Find the line with "Target: windswept tree" in the records below. Copy it and every line after it, up to and including the line with "Target: jacket sleeve".

____________________

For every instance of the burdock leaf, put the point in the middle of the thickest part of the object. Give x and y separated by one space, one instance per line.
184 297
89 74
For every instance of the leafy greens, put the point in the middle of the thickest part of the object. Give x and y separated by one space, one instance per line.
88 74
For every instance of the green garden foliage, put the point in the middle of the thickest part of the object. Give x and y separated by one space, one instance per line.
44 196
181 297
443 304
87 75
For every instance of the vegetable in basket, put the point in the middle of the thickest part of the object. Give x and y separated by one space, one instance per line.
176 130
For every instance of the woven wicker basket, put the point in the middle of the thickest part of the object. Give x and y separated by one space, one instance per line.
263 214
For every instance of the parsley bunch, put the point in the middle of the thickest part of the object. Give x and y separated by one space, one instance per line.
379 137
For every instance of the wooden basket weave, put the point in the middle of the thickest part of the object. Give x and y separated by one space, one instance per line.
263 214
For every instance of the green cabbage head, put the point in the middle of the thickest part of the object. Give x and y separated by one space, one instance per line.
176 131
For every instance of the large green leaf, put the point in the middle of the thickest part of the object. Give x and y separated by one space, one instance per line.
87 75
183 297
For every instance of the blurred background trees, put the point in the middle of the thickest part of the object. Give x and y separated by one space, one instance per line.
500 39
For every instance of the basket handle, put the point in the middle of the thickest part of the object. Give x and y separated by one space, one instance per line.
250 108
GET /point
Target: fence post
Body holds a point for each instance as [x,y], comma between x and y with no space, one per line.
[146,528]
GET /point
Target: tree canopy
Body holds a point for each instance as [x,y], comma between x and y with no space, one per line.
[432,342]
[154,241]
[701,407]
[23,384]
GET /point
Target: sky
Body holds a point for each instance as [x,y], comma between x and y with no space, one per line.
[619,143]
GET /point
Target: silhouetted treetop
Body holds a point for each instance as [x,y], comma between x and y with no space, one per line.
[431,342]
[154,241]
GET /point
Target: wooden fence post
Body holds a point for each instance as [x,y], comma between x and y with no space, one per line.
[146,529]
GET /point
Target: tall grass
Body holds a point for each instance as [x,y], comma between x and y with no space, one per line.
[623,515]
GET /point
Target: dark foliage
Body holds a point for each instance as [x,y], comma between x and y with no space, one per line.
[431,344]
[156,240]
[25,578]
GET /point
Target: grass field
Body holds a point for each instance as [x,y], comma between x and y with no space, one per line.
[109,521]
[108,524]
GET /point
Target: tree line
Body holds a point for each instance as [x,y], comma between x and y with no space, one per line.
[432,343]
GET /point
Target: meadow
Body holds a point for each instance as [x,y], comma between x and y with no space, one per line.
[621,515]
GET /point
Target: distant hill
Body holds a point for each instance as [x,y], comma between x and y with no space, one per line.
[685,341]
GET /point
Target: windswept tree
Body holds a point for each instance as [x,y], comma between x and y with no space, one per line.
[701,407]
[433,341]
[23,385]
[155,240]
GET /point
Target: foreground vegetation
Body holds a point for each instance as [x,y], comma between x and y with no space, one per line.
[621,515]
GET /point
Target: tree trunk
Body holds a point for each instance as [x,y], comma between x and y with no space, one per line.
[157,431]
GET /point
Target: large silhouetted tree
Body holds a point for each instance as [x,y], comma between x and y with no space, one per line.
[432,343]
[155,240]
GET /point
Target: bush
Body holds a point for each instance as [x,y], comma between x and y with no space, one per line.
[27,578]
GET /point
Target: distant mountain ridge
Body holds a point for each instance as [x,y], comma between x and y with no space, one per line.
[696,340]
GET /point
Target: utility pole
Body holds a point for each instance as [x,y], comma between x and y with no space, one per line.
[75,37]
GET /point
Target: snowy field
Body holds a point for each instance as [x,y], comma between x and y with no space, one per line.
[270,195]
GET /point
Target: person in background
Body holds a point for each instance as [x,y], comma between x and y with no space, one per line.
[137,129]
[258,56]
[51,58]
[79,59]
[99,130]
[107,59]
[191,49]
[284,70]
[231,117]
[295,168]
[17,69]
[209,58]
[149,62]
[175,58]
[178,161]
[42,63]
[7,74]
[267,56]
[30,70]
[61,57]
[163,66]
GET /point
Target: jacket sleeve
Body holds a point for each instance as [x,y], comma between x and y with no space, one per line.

____________________

Response area
Target: windswept tree
Body holds a point for each instance as [x,y], comma between x and y with no space, one per line.
[701,407]
[433,341]
[23,385]
[155,240]
GET /point
Target: foreground vegetation
Body holds a point for each instance as [x,y], comma between x and y with no space, one per line.
[621,515]
GET /point
Target: tree trunk
Body holds a point for each instance as [x,y], comma between x and y with no space, one per line.
[157,431]
GET /point
Target: large silhouetted tree
Body holds a point for each instance as [x,y], comma between x and y with no space, one per line.
[432,343]
[155,240]
GET /point
Target: bush
Body holds a point for each instance as [x,y], comma between x and y with no space, one per line.
[27,578]
GET /point
Target: distant mountain ridge
Body holds a point for each instance as [x,y], comma between x and y with no space, one per line.
[696,340]
GET /point
Target: utility pole
Body holds a point for each instance as [x,y], comma between x and y with no space, one per line.
[75,37]
GET /point
Target: snowy field
Body holds a point for each instance as [x,y], comma between x and y with no space, one per line.
[270,195]
GET /point
Target: person in background
Body holds a point for each instance as [x,y], comma between x and y with no space, one per line.
[137,129]
[258,56]
[51,58]
[79,59]
[99,130]
[107,59]
[191,49]
[284,70]
[231,117]
[295,168]
[17,69]
[209,58]
[149,62]
[175,58]
[178,161]
[42,63]
[7,74]
[267,56]
[30,70]
[61,57]
[163,66]
GET /point
Target: jacket sleeve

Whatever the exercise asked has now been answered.